--- begin EXCERPT ---

In re P.D. CA6
Filed 4/28/15 In re P.D. CA6 NOT TO BE PUBLISHED IN OFFICIAL REPORTS California Rules of Court, rule 8.1115(a), prohibits courts and parties from citing or relying on opinions not certified for publication or ordered published, except as specified by rule 8.1115(b). This opinion has not been certified for publication or ordered published for purposes of rule 8.1115.
IN THE COURT OF APPEAL OF THE STATE OF CALIFORNIA
SIXTH APPELLATE DISTRICT
In re P.D., a Person Coming Under the H041371 Juvenile Court Law. (Santa Clara County Super. Ct. No. 3-13 JV40242A)
THE PEOPLE,
Plaintiff and Respondent,
v.
P.D.,
Defendant and Appellant.
INTRODUCTION Appellant P.D. appeals from a dispositional order placing him on probation with various terms and conditions, following a finding that he possessed a knife and a razor blade on school grounds (Pen. Code, § 626.10, subd. (a); counts 1 & 3). On appeal, appellant argues and the Attorney General concedes that the juvenile court failed to make express findings as to whether his offenses were felonies or misdemeanors, as required by Welfare and Institutions Code section 702. Because we conclude that the juvenile court did not make an express declaration, we will reverse and remand the dispositional order with direction.

--- end EXCERPT ---

- [EXERCISE SET]:
A: Condense the paragraph of the opinion that begins "Appellant P.D. appeals" into a short list that keeps its main facts.
B: Reproduce the passage of the opinion between "INTRODUCTION Appellant P.D." and "order with direction.", inclusive, word for word.

--- begin DATA ROWS ---

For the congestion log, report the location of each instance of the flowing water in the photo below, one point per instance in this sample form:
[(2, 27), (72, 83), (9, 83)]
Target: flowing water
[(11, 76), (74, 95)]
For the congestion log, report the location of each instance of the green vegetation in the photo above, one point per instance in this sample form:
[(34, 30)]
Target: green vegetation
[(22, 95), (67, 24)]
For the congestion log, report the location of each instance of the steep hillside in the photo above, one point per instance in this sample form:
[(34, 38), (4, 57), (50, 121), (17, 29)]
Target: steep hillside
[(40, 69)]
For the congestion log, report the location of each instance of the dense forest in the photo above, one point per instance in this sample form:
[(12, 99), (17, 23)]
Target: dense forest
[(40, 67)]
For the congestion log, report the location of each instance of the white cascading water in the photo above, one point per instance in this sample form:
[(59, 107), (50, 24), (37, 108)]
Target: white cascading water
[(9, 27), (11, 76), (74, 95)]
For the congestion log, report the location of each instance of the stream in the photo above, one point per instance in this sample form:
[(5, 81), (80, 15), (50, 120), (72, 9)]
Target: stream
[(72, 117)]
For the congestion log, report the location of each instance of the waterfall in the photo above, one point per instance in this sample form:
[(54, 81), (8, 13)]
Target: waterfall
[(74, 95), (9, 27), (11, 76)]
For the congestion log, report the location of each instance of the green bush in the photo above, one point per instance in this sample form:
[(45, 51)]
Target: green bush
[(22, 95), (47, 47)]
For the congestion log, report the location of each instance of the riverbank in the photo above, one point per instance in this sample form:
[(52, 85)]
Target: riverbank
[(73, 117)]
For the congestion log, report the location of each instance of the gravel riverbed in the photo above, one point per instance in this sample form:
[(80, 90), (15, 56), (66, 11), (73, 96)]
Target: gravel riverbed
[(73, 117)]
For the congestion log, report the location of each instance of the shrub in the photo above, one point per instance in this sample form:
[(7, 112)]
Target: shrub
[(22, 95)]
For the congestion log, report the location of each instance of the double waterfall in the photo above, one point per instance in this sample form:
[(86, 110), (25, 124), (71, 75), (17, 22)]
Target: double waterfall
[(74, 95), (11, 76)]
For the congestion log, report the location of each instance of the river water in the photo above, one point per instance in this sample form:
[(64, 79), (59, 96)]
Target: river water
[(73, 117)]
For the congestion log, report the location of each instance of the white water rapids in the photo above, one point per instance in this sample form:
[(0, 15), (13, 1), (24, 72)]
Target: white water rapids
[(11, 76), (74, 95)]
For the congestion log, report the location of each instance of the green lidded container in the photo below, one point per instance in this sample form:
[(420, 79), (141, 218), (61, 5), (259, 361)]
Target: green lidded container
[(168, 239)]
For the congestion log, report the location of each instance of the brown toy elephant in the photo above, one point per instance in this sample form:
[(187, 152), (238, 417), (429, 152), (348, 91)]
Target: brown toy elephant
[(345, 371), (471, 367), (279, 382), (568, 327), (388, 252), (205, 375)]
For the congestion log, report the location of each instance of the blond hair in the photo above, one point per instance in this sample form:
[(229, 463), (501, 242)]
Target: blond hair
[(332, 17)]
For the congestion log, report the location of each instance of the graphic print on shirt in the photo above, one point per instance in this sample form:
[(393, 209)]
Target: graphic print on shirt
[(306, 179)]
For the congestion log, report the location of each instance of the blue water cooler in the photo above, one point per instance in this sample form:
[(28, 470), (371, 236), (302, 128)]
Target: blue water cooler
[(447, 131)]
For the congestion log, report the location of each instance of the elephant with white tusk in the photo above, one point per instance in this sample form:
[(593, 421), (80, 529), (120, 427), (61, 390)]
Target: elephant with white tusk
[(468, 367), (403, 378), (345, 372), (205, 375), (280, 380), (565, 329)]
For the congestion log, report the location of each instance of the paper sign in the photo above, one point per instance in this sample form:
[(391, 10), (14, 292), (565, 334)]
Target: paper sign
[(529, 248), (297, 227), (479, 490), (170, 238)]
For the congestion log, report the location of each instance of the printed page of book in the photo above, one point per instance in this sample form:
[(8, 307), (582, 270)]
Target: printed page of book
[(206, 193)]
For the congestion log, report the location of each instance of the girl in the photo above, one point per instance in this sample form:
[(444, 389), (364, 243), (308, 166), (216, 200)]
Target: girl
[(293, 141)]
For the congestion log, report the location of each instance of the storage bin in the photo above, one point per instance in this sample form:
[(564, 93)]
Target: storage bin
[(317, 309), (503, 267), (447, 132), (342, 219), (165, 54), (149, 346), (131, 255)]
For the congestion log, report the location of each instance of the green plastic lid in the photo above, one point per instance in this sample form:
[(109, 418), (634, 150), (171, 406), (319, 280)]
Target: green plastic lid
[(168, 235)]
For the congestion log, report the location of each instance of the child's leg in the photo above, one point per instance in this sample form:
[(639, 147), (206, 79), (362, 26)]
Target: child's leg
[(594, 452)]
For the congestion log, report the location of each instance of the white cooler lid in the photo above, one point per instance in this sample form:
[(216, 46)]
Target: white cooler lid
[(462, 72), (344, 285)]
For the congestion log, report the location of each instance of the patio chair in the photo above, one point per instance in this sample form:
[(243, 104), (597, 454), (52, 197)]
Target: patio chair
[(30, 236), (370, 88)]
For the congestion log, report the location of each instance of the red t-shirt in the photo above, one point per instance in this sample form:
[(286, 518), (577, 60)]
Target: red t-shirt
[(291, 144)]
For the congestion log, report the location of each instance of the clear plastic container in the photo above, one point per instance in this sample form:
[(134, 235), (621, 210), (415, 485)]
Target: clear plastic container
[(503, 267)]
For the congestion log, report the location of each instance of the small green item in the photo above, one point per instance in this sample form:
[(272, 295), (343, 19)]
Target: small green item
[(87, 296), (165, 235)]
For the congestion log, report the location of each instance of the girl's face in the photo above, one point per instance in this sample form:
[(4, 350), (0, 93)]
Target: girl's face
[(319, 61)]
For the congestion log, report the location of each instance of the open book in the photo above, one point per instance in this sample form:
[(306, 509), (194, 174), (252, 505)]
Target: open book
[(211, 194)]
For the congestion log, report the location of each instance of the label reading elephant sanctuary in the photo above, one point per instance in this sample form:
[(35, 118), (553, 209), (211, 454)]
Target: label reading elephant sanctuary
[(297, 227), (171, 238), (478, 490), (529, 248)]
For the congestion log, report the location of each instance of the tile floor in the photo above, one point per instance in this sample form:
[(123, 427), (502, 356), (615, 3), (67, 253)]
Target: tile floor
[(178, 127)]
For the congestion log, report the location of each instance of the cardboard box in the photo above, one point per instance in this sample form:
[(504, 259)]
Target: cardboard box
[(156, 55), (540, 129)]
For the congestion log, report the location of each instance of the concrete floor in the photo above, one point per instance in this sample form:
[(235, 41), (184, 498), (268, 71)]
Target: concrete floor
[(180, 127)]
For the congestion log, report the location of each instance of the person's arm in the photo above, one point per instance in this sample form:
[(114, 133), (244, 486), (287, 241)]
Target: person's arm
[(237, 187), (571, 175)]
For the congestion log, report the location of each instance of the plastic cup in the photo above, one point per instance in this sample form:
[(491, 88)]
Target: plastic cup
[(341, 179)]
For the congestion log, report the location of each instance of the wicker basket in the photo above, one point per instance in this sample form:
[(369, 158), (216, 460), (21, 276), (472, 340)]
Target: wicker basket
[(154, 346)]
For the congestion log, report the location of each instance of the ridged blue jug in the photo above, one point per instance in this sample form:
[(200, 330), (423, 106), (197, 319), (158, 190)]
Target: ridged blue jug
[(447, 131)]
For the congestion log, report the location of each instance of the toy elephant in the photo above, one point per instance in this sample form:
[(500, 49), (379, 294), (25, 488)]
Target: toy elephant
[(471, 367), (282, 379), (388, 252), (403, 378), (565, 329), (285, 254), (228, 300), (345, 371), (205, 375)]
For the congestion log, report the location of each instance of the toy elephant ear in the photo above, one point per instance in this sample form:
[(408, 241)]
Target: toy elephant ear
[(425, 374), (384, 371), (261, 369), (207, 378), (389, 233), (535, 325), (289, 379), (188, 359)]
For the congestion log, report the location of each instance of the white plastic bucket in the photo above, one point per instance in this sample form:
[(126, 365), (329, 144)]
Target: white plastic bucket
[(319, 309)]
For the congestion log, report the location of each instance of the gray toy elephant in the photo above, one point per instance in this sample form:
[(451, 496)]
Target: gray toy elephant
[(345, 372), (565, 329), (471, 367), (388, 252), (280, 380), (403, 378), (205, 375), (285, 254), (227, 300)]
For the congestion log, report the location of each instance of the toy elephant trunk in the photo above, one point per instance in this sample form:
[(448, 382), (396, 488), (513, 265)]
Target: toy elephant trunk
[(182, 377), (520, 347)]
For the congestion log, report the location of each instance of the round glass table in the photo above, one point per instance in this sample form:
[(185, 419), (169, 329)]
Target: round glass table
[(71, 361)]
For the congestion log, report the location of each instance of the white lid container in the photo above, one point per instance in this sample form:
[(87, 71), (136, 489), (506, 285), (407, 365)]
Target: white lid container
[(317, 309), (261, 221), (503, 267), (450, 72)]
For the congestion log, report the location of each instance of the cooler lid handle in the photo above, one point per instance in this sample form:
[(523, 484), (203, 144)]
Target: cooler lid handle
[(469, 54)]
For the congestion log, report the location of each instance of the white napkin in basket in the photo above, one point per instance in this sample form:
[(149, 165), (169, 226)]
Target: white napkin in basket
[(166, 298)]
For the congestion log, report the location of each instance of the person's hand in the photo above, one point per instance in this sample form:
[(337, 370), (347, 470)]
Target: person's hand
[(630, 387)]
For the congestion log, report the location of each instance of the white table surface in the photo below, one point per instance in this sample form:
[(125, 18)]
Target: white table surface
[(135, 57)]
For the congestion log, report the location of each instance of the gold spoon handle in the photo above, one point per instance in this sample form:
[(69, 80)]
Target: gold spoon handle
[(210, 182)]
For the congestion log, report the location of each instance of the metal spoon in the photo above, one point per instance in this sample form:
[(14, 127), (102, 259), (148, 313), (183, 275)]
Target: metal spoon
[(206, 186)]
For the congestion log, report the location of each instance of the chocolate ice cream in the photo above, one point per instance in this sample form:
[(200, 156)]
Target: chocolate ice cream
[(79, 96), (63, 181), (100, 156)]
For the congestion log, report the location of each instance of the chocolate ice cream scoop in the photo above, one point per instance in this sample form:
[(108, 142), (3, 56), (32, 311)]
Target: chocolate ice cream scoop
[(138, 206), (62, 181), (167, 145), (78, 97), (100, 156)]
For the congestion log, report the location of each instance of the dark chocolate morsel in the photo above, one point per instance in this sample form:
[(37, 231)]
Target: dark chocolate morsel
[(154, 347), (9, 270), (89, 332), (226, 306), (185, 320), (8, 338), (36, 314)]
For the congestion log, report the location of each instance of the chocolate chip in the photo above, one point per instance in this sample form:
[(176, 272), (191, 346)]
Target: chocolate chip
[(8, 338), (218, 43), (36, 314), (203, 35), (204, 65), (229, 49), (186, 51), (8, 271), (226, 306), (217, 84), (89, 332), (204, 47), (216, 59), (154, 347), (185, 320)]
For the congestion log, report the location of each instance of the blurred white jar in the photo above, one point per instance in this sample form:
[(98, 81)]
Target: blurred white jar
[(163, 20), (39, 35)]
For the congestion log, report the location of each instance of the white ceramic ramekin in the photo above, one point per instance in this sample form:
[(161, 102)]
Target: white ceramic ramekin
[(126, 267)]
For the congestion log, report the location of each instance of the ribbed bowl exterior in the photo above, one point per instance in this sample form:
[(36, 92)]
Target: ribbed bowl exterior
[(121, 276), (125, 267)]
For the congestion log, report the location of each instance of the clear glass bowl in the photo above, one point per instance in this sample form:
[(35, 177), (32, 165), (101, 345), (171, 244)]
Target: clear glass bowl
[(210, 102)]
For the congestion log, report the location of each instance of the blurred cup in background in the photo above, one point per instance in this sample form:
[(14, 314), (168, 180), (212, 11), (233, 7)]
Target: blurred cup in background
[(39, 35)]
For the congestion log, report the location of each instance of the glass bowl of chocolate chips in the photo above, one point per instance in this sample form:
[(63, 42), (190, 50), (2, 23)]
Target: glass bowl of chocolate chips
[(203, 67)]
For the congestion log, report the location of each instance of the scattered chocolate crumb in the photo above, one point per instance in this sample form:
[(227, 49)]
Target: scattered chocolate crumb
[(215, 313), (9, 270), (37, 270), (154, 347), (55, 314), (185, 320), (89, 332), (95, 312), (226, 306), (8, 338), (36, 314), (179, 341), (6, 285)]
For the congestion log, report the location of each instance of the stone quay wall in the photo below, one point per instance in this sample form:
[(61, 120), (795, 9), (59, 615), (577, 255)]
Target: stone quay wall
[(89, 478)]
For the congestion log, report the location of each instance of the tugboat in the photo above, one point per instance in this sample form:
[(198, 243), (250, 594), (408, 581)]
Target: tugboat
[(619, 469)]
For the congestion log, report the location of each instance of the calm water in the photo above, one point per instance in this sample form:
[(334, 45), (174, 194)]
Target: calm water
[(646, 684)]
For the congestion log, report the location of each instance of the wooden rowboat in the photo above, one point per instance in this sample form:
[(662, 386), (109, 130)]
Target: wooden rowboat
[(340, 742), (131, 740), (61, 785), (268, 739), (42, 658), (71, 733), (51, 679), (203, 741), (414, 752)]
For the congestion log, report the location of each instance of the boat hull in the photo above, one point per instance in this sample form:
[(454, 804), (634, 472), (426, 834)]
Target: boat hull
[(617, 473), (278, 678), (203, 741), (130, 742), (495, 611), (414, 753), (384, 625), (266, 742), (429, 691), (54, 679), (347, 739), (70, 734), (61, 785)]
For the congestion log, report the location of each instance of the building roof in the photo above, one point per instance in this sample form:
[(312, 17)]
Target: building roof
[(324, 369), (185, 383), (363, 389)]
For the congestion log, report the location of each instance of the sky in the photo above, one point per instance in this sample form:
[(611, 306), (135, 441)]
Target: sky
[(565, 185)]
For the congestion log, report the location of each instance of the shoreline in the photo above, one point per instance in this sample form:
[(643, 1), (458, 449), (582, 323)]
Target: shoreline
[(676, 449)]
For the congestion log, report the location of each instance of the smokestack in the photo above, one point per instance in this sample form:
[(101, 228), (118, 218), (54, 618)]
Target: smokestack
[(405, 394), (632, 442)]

--- end DATA ROWS ---

- [ANSWERS]:
A:
- P.D. appeals a dispositional order that placed him on probation with various terms and conditions.
- The order followed a finding that he possessed a knife and a razor blade on school grounds (Pen. Code, § 626.10, subd. (a); counts 1 & 3).
- He argues, and the Attorney General concedes, that the juvenile court did not make the express findings on whether his offenses were felonies or misdemeanors that Welfare and Institutions Code section 702 requires.
- The court concludes that no express declaration was made, so it will reverse the dispositional order and remand it with direction.

B:
INTRODUCTION Appellant P.D. appeals from a dispositional order placing him on probation with various terms and conditions, following a finding that he possessed a knife and a razor blade on school grounds (Pen. Code, § 626.10, subd. (a); counts 1 & 3). On appeal, appellant argues and the Attorney General concedes that the juvenile court failed to make express findings as to whether his offenses were felonies or misdemeanors, as required by Welfare and Institutions Code section 702. Because we conclude that the juvenile court did not make an express declaration, we will reverse and remand the dispositional order with direction.